_Data under study_
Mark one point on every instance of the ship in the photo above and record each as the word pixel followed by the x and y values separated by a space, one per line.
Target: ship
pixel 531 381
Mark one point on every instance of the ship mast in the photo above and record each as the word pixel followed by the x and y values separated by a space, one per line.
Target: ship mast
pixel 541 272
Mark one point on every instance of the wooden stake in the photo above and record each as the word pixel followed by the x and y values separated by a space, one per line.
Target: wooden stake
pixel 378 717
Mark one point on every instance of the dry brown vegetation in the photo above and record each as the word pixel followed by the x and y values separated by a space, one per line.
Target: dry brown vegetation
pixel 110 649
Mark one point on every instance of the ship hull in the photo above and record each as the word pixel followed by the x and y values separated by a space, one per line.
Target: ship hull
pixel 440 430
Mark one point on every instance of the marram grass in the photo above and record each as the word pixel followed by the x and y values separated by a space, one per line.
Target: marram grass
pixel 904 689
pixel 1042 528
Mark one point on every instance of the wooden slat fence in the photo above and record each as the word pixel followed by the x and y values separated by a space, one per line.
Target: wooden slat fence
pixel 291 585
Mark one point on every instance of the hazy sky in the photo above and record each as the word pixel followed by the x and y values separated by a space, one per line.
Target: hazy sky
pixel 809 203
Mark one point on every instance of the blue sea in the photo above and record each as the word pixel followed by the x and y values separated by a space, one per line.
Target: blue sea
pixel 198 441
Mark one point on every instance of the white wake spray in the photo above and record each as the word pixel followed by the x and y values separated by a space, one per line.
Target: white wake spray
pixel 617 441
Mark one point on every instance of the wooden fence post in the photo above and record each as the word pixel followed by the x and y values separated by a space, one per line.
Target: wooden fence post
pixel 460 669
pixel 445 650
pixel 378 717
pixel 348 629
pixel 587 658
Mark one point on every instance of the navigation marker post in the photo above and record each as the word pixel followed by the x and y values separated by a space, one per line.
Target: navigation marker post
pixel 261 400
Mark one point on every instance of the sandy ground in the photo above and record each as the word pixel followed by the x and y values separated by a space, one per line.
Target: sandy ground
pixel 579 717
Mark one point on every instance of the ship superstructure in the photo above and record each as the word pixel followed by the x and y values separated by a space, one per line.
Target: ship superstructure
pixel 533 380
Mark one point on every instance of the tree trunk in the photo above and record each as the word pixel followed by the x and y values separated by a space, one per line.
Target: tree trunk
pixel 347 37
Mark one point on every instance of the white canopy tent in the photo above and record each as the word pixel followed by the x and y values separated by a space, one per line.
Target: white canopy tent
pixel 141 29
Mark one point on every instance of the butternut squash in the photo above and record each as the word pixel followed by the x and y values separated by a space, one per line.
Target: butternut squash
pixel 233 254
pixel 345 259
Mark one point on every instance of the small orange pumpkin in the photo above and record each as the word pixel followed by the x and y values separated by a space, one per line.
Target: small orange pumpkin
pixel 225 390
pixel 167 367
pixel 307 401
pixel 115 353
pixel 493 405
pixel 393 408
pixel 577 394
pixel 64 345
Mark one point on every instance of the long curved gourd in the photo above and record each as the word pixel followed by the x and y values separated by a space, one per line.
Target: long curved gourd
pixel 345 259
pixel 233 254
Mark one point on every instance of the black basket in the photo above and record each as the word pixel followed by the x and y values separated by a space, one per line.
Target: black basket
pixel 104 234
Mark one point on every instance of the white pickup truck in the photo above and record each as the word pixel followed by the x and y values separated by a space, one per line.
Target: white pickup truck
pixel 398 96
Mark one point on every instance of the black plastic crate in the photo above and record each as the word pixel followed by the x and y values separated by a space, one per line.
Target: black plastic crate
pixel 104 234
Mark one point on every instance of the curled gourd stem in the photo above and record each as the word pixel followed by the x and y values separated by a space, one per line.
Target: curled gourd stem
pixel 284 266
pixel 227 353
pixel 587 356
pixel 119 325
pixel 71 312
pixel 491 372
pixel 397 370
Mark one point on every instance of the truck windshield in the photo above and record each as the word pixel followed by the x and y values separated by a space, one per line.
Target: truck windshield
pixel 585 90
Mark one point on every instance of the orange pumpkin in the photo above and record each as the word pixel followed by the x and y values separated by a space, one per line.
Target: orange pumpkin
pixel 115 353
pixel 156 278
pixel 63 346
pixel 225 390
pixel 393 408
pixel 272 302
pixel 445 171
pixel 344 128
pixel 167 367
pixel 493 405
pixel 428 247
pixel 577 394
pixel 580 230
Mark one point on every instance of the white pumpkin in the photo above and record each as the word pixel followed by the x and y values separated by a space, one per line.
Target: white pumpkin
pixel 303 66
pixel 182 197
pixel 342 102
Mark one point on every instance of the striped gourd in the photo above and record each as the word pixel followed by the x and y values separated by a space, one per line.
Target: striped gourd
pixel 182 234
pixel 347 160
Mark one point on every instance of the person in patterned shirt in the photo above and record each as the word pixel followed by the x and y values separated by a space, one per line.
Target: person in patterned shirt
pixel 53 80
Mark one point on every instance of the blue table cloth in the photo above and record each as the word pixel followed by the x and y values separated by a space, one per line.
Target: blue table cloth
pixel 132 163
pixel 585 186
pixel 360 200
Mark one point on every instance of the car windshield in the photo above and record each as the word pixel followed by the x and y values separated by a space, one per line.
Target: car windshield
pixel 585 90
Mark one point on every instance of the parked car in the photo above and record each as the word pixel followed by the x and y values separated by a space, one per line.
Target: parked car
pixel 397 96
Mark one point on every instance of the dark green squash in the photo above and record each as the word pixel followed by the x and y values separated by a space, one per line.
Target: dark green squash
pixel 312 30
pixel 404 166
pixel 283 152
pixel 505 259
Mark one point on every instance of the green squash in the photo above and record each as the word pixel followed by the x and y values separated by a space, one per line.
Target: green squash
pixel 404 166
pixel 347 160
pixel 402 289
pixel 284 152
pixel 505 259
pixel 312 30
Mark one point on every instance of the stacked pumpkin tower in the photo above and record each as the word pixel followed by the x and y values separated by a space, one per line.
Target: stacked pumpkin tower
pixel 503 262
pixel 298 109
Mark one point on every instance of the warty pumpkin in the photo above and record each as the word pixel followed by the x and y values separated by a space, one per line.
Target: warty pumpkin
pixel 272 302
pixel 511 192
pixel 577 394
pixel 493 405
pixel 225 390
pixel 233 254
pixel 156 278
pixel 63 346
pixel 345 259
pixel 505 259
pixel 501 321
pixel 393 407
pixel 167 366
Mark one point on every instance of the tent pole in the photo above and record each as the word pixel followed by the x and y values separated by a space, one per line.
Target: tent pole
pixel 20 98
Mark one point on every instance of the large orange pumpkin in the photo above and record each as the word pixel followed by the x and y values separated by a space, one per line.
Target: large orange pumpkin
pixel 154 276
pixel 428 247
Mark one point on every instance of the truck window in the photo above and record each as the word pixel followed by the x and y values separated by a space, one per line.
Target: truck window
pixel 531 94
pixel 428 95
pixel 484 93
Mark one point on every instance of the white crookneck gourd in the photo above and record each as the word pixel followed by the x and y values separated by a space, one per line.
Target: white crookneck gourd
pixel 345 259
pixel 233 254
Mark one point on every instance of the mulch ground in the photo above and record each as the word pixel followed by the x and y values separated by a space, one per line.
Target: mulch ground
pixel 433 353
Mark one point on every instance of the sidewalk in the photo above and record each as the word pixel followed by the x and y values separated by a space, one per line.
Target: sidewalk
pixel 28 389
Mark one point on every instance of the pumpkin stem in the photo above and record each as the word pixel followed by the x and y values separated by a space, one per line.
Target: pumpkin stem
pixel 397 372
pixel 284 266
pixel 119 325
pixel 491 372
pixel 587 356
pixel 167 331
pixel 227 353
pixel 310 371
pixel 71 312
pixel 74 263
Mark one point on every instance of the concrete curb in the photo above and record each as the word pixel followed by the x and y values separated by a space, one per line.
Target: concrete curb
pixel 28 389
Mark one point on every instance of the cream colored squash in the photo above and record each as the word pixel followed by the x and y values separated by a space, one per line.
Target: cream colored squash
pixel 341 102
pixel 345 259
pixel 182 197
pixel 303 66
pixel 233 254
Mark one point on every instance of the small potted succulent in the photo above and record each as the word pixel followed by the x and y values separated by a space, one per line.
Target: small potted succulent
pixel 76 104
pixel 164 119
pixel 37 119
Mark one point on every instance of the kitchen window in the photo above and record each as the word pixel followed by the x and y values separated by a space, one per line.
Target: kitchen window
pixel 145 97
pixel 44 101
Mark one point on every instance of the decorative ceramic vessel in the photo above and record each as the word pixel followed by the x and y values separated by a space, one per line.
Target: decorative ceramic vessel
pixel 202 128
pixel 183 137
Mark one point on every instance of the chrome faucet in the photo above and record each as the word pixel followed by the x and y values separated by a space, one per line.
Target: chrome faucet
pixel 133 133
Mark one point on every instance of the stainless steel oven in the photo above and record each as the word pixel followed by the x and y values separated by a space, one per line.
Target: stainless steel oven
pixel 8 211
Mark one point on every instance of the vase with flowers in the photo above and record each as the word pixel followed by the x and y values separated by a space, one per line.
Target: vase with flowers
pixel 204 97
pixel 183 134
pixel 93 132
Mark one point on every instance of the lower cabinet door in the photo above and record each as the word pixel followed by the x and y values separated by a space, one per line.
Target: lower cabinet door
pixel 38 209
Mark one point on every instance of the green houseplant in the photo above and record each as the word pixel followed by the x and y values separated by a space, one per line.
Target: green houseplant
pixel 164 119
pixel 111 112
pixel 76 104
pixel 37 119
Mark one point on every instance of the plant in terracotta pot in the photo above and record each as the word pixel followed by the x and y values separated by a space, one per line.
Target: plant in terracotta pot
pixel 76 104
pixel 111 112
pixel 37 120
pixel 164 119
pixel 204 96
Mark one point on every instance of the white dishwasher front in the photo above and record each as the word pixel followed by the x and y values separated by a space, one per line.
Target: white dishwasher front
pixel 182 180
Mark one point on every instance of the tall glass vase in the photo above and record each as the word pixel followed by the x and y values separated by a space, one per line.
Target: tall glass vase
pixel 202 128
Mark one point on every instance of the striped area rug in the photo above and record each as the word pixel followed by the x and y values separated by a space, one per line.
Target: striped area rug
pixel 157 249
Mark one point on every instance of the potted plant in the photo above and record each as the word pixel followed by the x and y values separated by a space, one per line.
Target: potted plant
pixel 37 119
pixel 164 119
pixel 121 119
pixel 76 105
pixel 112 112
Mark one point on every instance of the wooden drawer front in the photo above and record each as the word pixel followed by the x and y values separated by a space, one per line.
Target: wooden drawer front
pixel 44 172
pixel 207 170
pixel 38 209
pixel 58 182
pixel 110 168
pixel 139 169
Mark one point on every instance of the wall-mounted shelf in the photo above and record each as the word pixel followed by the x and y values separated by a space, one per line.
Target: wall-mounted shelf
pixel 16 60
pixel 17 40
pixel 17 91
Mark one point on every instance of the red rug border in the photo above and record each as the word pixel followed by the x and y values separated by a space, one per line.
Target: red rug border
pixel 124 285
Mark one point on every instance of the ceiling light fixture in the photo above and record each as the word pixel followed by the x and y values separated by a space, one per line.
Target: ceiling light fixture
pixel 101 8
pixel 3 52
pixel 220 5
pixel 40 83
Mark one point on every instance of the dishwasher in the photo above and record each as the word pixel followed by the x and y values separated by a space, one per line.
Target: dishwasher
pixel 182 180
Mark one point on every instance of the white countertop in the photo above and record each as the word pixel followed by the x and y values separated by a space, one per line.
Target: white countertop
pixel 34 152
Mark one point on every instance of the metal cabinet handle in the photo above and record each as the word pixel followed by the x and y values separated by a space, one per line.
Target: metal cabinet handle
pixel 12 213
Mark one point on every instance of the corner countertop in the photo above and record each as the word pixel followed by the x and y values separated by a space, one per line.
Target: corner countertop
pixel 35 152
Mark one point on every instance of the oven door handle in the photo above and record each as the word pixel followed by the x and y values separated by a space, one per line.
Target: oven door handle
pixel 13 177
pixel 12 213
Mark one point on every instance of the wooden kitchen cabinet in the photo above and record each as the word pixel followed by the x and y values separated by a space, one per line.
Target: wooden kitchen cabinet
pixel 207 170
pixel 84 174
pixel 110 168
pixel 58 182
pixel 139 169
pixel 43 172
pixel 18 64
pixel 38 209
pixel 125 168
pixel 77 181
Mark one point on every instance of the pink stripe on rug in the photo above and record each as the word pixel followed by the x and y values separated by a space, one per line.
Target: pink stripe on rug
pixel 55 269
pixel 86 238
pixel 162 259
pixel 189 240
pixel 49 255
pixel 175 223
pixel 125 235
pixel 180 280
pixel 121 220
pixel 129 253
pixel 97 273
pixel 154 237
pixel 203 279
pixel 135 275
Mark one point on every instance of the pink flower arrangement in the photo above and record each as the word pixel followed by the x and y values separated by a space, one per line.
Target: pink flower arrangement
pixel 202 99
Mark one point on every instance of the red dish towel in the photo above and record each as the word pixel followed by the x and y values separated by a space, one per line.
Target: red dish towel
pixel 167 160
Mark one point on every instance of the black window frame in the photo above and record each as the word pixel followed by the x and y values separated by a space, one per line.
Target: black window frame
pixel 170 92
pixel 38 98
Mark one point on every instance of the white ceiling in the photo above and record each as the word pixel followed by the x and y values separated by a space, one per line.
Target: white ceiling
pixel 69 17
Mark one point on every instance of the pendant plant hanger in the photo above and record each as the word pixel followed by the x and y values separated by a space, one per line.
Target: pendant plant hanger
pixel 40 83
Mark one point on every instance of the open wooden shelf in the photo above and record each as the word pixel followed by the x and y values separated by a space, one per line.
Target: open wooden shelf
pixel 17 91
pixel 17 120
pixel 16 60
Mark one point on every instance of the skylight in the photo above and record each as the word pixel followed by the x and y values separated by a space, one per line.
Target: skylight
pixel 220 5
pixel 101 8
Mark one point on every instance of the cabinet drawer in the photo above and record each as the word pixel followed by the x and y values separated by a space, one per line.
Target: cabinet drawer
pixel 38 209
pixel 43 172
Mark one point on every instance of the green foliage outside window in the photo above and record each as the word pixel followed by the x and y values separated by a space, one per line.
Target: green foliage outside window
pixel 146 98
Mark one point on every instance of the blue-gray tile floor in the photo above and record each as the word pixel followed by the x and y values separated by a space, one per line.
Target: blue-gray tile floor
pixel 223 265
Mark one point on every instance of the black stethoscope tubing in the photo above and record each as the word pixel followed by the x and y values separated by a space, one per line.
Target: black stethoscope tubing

_Exercise_
Considering only the data above, return the lines in which "stethoscope" occurs.

_Response below_
Mark one point on every instance of the black stethoscope tubing in the photo above and record each as the word pixel followed by the x and y values separated by a space, one per line.
Target: black stethoscope tubing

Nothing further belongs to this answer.